Top of READING PASSAGE
The article about the “subscription” HP ink made me realise something.
Subscriptions aren’t a new idea at all. You could subscribe to paper magazines. And you got to keep them.
I’m just clearing up my old house and it’s filled with tons of old tech magazines. Lots of useful knowledge here. Wanna know how Windows and Mac compared in 1993? It’s in here. All the forgotten technologies? Old games, old phones, whatever? You’ll find it.
Now, granted. You’d only get one magazine a month. Not a whole library of movies or games or comic books.
But still, the very definition of subscription has shifted. Now, the common meaning is “you only get to use these things as long as you’re paying”. Nobody even thinks it could mean anything else.
Besides, it doesn’t only apply to services that offer entire libraries. Online magazines still exist in a similar form as the paper ones. But you only get to access them while your “subscription” is active. Even the stuff you had while you were paying.
BTW I’m not throwing my old magazines away. I won’t have the space, but a friend is taking it all. If they wouldn’t, I’d give them to a library or let someone take them. The online and streaming stuff of today and tomorrow? In 30 years it’ll be gone, forgotten and inaccessible.
And on YouTube subscribing means: “We’ll probably show you some videos from this channel every now and then. If you don’t click on those videos, we’ll think you don’t like that channel anymore, but forgot to unsubscribe, so we’ll just stop showing those videos. Actually, we might just stop any time if we don’t like that channel. It’s pretty random TBH.”
Hmm… I don’t think this has been my experience. My subscriptions page on YouTube has always shown all the new videos from all of my subscriptions. It’s recently changed to also include “shorts” which I hate, but they’re all there whether I’ve watched any of their content or not.
Home page is a different story, but I don’t really scroll there. I always go straight to subs.
Correct. Home page is a complete disaster, while the subscription page works the way it should.
I don’t know for sure, I’m not an avid watcher, but I’ve seen several pretty big channels talk about this in their videos and ask people to check their subscription because it does apparently happen.
What you’re describing is the home page, not the subscription page. If you want to see content from your subscriptions, go to your subscription page. I prefer my home page to be a mix of things I know and things I don’t know. Found tons of interesting content that way.
Yeah, the subscription page totally works. No problems there… Although some people claim that YT has removed some subcriptions without consent. Never happened to me though, so I don’t know if it’s actually true or not.
Meanwhile, it will insist on showing you awful recommendations from channels you have never watched no matter how long you ignore them or how many times you click “not interested”.
LPT: Get a trash account and watch all the viral stuff there. Use your main account for watching all the stuff you really care about.
My wife watches a lot of YouTube and has several favorites. She’s subscribed to none of them. Apparently lots of people do this and completely ignore the subscription feature.
To some extent, I do as well.
If I want to see about 30% of the content of a particular channel, I’m absolutely not going to subscribe. Let’s say there’s a channel that made a few cool Minecraft videos, but they also do lots of other random stuff I don’t care about. If I subscribe, YT will send me some of that that 70% as well.
However, if I want to see at least 95% of the videos, subscription is in order. With this method, I’ve been able to curate my home view to be more meaningful and relevant to me.
One of the reasons I don’t even bother with a Youtube account and instead track my subscriptions with Invidious.
Bottom of READING PASSAGE
Top of RECORDED DATA
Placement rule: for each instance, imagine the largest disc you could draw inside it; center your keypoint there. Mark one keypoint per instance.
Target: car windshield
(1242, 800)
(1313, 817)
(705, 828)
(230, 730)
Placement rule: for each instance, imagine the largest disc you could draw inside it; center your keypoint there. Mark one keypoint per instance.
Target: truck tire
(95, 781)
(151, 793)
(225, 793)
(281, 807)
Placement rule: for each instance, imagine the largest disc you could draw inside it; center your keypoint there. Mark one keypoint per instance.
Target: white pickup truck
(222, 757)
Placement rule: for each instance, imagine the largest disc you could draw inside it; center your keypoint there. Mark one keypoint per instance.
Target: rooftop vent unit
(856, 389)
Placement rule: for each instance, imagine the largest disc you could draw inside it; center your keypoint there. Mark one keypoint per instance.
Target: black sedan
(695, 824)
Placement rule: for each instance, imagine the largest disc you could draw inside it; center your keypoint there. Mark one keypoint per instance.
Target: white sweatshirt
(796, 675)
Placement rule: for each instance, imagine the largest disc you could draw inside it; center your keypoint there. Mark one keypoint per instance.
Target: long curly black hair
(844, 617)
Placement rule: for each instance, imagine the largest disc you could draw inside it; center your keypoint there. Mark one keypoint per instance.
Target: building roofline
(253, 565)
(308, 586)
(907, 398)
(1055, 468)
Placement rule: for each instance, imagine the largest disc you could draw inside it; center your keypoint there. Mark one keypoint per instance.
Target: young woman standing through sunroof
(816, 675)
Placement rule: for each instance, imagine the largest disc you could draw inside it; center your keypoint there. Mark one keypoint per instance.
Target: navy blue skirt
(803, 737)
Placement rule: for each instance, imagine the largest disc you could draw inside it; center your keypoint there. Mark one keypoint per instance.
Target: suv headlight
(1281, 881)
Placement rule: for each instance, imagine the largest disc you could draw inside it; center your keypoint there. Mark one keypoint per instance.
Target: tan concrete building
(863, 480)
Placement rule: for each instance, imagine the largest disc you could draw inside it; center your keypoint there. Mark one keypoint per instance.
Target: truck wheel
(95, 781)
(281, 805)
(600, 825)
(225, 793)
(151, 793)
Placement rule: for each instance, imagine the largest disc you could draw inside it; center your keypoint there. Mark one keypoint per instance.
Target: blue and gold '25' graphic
Bottom of RECORDED DATA
WHAT IS NEEDED => Copy the passage of the discussion on subscriptions that runs from "If I want to see about" up to and including "subscriptions with Invidious.". The items are separate material and have no connection to the discussion on subscriptions.

EXERCISE ANSWER =>
If I want to see about 30% of the content of a particular channel, I’m absolutely not going to subscribe. Let’s say there’s a channel that made a few cool Minecraft videos, but they also do lots of other random stuff I don’t care about. If I subscribe, YT will send me some of that that 70% as well.
However, if I want to see at least 95% of the videos, subscription is in order. With this method, I’ve been able to curate my home view to be more meaningful and relevant to me.
One of the reasons I don’t even bother with a Youtube account and instead track my subscriptions with Invidious.